* _Exercise goal_
Would you please output, word for word, the span of the listing below that opens on the line containing "white hair in the image above." and closes on the line containing "trousers in the image above."? Include both ends and nothing more.

* _Supplied records_

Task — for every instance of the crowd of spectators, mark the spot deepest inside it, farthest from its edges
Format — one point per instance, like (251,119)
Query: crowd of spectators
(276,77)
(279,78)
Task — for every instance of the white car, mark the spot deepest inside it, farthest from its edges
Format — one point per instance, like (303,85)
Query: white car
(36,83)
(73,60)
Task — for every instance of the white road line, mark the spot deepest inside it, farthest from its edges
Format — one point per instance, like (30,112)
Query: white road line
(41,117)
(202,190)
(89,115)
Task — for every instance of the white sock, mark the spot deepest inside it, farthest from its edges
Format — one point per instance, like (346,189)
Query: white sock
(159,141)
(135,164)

* * *

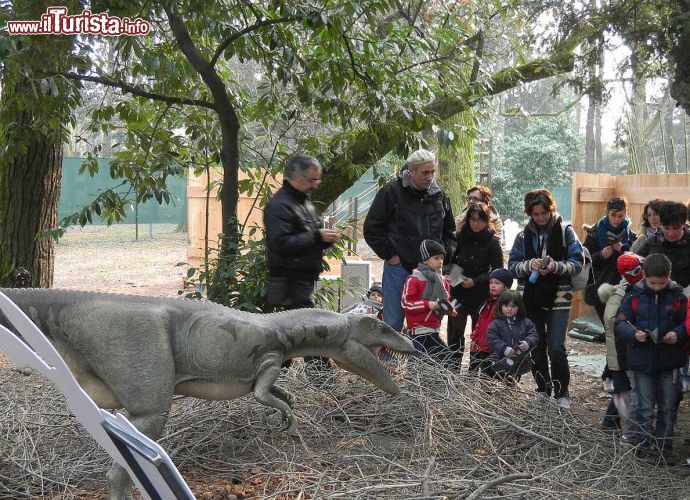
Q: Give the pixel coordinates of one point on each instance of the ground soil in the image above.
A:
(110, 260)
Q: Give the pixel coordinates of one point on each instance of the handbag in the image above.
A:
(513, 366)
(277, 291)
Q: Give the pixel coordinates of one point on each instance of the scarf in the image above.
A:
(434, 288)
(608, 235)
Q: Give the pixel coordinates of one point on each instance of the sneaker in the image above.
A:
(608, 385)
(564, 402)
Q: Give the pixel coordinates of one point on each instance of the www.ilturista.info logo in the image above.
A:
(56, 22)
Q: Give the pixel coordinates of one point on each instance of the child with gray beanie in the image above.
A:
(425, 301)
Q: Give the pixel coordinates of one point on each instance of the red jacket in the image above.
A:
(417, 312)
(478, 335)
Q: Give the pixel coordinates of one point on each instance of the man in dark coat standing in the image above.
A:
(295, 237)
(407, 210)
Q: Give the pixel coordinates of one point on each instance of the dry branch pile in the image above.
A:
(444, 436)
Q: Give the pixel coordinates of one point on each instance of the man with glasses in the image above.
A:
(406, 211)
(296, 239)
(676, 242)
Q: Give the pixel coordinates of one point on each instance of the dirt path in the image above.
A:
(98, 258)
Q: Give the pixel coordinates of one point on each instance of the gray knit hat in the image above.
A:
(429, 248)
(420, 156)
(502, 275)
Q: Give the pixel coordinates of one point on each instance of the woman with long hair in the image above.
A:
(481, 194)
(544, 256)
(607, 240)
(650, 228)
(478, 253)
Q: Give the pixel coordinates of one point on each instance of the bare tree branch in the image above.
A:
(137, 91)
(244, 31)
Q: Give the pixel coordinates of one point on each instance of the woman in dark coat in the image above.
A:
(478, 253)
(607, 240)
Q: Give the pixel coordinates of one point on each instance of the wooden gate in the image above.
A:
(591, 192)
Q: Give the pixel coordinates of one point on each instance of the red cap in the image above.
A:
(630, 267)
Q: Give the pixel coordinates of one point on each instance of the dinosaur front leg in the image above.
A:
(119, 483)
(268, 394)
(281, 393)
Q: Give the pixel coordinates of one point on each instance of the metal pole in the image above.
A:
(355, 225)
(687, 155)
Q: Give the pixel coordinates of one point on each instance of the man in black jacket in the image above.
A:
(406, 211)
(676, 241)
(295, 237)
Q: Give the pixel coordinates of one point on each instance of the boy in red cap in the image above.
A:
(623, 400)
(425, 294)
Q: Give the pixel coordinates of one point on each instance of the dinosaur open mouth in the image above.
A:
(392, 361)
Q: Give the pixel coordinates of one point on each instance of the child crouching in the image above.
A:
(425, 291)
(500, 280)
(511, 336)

---

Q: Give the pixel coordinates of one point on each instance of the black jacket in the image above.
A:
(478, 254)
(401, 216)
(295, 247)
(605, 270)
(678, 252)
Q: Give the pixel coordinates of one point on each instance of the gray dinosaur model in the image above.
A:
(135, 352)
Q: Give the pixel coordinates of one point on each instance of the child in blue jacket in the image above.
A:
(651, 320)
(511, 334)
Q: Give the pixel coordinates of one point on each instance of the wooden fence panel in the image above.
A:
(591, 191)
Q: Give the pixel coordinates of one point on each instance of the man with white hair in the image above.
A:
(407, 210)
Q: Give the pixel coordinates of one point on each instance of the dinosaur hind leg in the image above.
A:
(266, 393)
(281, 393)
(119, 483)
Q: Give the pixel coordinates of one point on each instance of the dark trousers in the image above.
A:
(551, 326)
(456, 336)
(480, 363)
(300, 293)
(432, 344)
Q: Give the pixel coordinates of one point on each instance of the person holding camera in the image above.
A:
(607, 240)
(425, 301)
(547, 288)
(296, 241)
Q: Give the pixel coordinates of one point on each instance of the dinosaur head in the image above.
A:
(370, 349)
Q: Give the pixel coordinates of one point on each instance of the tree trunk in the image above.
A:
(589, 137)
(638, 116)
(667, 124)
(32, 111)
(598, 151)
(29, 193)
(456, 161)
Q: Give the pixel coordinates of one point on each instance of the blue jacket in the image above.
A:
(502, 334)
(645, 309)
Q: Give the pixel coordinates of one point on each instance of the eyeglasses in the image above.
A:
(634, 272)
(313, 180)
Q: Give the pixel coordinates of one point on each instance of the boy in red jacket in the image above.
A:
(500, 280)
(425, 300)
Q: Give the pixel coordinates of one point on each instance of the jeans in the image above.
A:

* _Reply to the task_
Q: Give the pixel coordinates of one point on each instance of the man with white hair in the image above.
A:
(407, 210)
Q: Give the pixel coordinates of one point on each instance of the dinosaur hind leg in the image above.
A:
(266, 393)
(281, 393)
(119, 483)
Q: Give the pixel coordinates of one point on each instance of the dark trousers in the image above.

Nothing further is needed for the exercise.